— Exercise brief —
The text of every record, exactly as given and with no pictures, should be your output.

>>>

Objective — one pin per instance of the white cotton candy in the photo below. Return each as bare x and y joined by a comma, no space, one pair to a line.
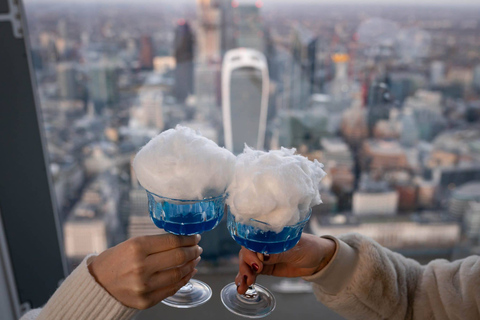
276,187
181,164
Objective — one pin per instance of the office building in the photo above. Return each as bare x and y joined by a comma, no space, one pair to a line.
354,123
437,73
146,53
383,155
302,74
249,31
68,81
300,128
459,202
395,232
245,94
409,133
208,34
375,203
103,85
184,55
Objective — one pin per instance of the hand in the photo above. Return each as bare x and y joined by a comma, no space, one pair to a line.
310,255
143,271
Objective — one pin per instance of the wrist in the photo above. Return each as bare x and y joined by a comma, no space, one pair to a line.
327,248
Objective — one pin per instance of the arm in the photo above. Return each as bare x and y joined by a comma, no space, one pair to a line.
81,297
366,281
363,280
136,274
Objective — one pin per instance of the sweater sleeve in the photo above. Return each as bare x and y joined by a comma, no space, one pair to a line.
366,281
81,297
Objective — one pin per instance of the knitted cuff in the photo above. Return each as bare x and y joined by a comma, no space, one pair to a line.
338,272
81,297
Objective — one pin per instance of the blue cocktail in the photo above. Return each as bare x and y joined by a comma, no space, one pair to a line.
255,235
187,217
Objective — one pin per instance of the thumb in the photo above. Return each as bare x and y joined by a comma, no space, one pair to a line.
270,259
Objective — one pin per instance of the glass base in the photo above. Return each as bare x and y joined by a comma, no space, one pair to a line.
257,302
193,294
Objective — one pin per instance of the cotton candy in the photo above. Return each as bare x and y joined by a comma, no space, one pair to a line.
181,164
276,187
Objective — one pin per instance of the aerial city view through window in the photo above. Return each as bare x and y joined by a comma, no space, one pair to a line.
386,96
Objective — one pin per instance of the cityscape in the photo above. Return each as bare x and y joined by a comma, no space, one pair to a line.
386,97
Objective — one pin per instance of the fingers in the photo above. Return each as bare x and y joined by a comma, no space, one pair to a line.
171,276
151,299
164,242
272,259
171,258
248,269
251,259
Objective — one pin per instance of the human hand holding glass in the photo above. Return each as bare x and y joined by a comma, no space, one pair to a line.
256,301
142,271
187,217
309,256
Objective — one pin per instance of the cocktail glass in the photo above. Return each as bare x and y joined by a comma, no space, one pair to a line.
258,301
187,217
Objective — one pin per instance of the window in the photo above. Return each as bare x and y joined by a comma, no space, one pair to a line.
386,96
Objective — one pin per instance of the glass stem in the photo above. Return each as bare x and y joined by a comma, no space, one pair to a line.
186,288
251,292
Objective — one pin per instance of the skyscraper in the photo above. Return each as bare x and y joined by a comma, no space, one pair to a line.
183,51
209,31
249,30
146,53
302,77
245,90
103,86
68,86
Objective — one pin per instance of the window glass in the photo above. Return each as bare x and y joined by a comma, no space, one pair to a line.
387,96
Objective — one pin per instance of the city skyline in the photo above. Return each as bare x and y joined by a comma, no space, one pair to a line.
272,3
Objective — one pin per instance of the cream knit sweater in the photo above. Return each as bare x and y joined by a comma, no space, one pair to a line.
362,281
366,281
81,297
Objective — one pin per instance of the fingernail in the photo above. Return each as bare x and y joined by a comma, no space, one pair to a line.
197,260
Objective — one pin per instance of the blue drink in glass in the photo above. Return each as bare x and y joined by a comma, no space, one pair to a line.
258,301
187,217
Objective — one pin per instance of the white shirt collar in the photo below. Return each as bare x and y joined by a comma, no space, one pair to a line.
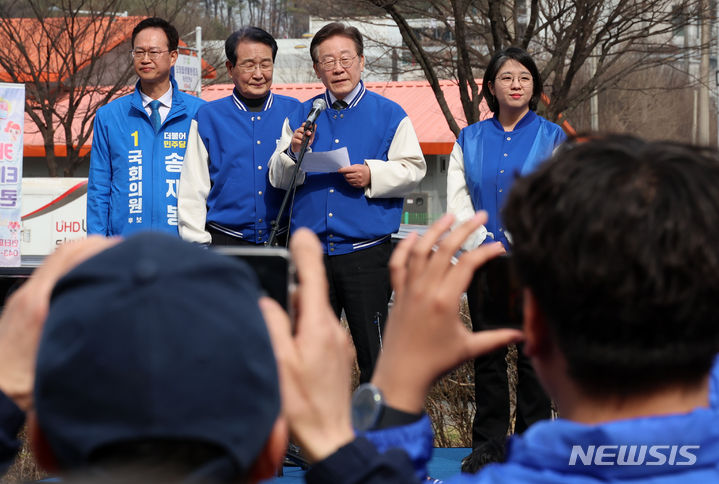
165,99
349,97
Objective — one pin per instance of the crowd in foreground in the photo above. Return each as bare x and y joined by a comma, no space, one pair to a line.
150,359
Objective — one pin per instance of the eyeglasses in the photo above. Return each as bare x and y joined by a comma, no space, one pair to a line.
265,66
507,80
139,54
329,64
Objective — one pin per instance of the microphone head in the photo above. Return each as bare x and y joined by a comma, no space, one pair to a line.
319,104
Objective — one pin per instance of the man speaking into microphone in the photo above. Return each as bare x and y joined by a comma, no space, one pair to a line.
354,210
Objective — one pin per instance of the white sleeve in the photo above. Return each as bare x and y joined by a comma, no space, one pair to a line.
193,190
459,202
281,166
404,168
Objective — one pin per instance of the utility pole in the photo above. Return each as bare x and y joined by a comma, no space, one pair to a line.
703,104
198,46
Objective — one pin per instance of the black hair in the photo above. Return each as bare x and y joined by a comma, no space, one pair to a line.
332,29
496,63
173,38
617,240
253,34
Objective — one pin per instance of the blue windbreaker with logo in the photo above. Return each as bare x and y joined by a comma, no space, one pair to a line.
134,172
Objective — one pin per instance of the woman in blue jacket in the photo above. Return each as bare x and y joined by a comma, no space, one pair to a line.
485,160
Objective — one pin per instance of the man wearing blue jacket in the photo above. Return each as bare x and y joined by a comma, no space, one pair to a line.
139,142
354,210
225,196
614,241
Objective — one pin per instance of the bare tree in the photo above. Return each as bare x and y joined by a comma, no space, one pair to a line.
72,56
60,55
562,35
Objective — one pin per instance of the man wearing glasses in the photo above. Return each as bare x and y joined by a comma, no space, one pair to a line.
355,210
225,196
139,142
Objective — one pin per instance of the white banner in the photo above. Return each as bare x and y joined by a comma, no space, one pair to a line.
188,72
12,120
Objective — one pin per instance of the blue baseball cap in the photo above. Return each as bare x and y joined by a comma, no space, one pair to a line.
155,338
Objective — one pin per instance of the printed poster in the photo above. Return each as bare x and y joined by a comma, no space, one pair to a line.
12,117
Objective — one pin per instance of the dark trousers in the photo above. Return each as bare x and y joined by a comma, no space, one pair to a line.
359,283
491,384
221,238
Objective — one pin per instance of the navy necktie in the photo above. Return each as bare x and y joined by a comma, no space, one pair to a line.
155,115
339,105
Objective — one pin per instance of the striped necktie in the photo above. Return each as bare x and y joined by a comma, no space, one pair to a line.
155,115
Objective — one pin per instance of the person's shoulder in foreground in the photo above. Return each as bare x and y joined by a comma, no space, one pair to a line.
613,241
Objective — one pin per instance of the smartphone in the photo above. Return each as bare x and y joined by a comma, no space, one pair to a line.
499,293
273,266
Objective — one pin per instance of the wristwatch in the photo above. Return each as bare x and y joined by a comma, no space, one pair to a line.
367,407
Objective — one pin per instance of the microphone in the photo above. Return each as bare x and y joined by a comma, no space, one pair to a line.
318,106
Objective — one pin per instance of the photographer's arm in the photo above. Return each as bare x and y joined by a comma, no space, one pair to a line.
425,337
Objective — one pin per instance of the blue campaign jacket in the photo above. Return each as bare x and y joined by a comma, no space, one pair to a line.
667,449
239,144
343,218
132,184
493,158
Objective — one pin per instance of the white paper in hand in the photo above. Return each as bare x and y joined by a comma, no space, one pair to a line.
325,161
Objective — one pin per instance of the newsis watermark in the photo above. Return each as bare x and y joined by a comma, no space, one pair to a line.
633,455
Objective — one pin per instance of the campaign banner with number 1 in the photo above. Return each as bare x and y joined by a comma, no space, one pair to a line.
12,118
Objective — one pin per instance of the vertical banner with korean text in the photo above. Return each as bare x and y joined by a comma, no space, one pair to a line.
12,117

<<<

— Task answer —
Objective — one pin per instance of the white cotton candy in the photo below. Return each as bare x and y joined by a comma, no space, one pair to a line.
276,187
181,164
Objective — one pin per instance of the office building in the photo above. Return each as bare x and y joined by a comma, no space, one pair to a line.
354,123
437,73
146,53
383,155
302,74
249,31
68,81
300,128
459,202
395,232
245,94
409,133
208,34
375,203
103,85
184,55
Objective — one pin per instance of the hand in the photo above. Return each as bare x and y joined by a comma, no space, one pair to a line.
310,255
143,271
Objective — one pin per instance of the wrist in the photo above. Return each as bare x and y joined by a comma, no space, one pair to a line.
327,248
Objective — one pin per instance of the arm in the photo above. Return each as bare x and y joined by a comma, no space, one pair to a line.
81,297
366,281
363,280
136,274
Objective — one pin per instance of the sweater sleeve in the photo above. Return each as bare x and y joined by a comma, no space, one pair to a line.
366,281
81,297
Objective — one pin per instance of the knitted cuff in the photo above. Return each as bare x and y joined by a comma, no space, one pair to a line.
338,272
81,297
Objective — one pin per instance of the blue cocktail in the photo above. Return each as bare x and y joined by a comma, no space, one pair to a line.
255,235
187,217
Objective — one pin per instance of the thumb in the photo above. Return each as bare x and y joined by a comma, no space, one pair to a line.
270,259
Objective — one pin per instance of the glass base in the photo above. Return each as bare x and y joined by a comma, no space, one pair to a line.
257,302
193,294
Objective — one pin per instance of the cotton candy in the photo above. Return each as bare x and y joined by a comma, no space, one pair to a line.
181,164
276,187
Objective — one pin per instance of the aerial city view through window in the photo above. Return each as bare x and y joined by a comma, no space, one pair to a line.
386,96
Objective — one pin per instance of the cityscape in the photo above. Return each as bare x and y joined by a comma, no space, one pair to a line.
386,97
Objective — one pin per instance of the fingers in the photo above. Return each as bare x and y joined by a comma, no space, one pair to a line.
171,276
151,299
164,242
272,259
171,258
248,269
251,259
Objective — one pin per instance of the human hand holding glass in the photo above. Return each as bare x and y joined by a comma, no space, one pair to a line.
256,301
142,271
187,217
309,256
Objective — one pin per instance of the cocktail glass in the photo above. Return each as bare x and y joined by a comma, no space, one pair to a line.
258,301
187,217
Objective — one pin per instance of the window in the photo above. Return each as bare x and y joined by a comma, no space, one pair to a line.
386,96
Objective — one pin per instance of the glass stem in the photo above. Return each as bare x and y joined by a comma, no space, one pair to a line.
186,288
251,292
Objective — one pin per instance of the skyscraper in the photo above. Return each as bare x and y joined by a comma, no space, one pair to a line.
183,51
209,31
249,30
146,53
302,77
245,90
103,86
68,86
Objective — one pin per instance of the window glass in the photo above. Return each as bare x and y joined by a comma, no space, one pair to a line.
387,96
Objective — one pin per instance of the city skyline in the photo above. Return each as bare x and y joined by a comma, no space, one pair to a line.
272,3
Objective — one pin per instance of the cream knit sweater in the photo above. Return each as bare x and y joined by a comma, no space, one pair to a line.
362,281
366,281
81,297
Objective — one pin per instance of the fingernail in the photo above. Return each as bare x and y joined by a comma, no space, one pair to a line.
197,260
Objective — one pin per instance of the blue drink in glass in the photo above. Return each as bare x and y joined by a comma, no space, one pair to a line.
258,301
187,217
Objective — one pin per instance of the white shirt collar in the photo below. Return each as bare x and y joined by a comma, no space, one pair to a line.
165,99
349,97
Objective — one pin per instance of the crowd in foreground in the photo above. Return each as bare x and y joined by a comma, no space, one pair to a line.
150,359
Objective — one pin per instance of the eyeglasses in the photo above. Return each as bare x and y joined by a comma, no space, one pair to a line.
265,66
507,80
139,54
329,64
Objective — one pin per instance of the microphone head in the photo above. Return each as bare x and y joined by a comma, no space, one pair to a line.
319,104
Objective — one pin per instance of the man speaking into microphone in the photo above. Return each as bare x and y joined by a comma, no space, one pair to a line.
354,210
Objective — one pin per instance of the white sleeve in the photo above. Return each as bare x and y joined by a comma, no space, one pair to a line.
193,190
459,202
281,166
404,168
Objective — one pin per instance of the utility pole in the photo above. Return each as bare x and y joined by a comma, no space, one pair to a line.
703,104
198,46
Objective — one pin per instance of the black hair in the photo above. Return each as bare x and y joined by a comma, no space, one pair to a line.
332,29
496,63
173,38
617,240
253,34
Objective — one pin per instance of the blue windbreaker with logo in the photo above. Return each as bare x and y joined by a comma, no space, one pair to a line.
134,172
Objective — one pin per instance of the woman in blue jacket in the photo above. Return each as bare x and y joined by a comma, no space, one pair to a line.
485,160
Objective — one pin per instance of the man wearing blue jacket in the photo above. Return each as bare x and y joined by a comma, no space, one pair to a line.
139,142
354,210
225,196
614,241
Objective — one pin per instance of the bare tree in the photo above. Return each as bare x and y joined by a comma, no space, one pair to a line.
72,56
60,55
562,35
Objective — one pin per instance of the man wearing glasses in the photo above. Return each as bare x and y joined by a comma, no space, one pair to a line.
355,210
225,196
139,142
Objective — one pin per instance of the white banner in the photo above. Return each as bare x and y joined by a comma, no space, one pair to a line.
188,72
12,120
Objective — one pin per instance of the blue baseball cap in the photo above. Return each as bare x and y joined by a comma, no space, one pair to a line.
155,338
Objective — one pin per instance of the printed poster in the photo above. Return each as bare x and y joined by a comma, no space, one pair to a line.
12,117
Objective — one pin per instance of the dark trousers in the photo above. Return each as bare x and y joined by a comma, no space, one pair to a line.
359,283
491,384
221,238
Objective — one pin per instance of the navy necktie in the photo above. Return each as bare x and y joined by a comma, no space, one pair to a line.
155,115
339,105
Objective — one pin per instance of the striped necktie in the photo above. Return each as bare x and y joined by a comma, no space, one pair to a line.
155,115
Objective — one pin per instance of the person's shoulder in foreground in the photo above. Return each as bare x and y joined by a comma, no space, one pair to a line.
613,241
Objective — one pin per instance of the smartphone in the photo above. Return each as bare x and y joined by a comma, no space, one pair to a line.
499,293
273,266
Objective — one pin per instance of the wristwatch in the photo above. Return each as bare x and y joined by a comma, no space, one pair to a line.
367,407
Objective — one pin per instance of the microphone in the photo above. Return each as bare x and y joined by a comma, no space, one pair to a line.
318,106
Objective — one pin per instance of the photographer's arm in the photo above. Return each as bare x and y joined by a comma, no space, one pair to a line.
425,337
Objective — one pin per instance of the blue campaign jacket in the photo above. Return each as bare x and y joined by a comma, no space, one pair to a line.
667,449
239,144
343,218
132,184
493,158
Objective — one pin per instance of the white paper in hand in the photo above. Return each as bare x and y joined by a comma, no space, one pair to a line.
325,161
Objective — one pin per instance of the newsis watermark in the photo above. Return each as bare x and y joined by a comma, no space, one pair to a line.
633,455
Objective — one pin per instance of the campaign banner with number 1 in the photo above. Return each as bare x and y joined by a comma, no space, one pair to a line.
12,118
Objective — one pin per instance of the vertical banner with korean text in the photo above. Return each as bare x and y joined by a comma, no space, one pair to a line.
12,117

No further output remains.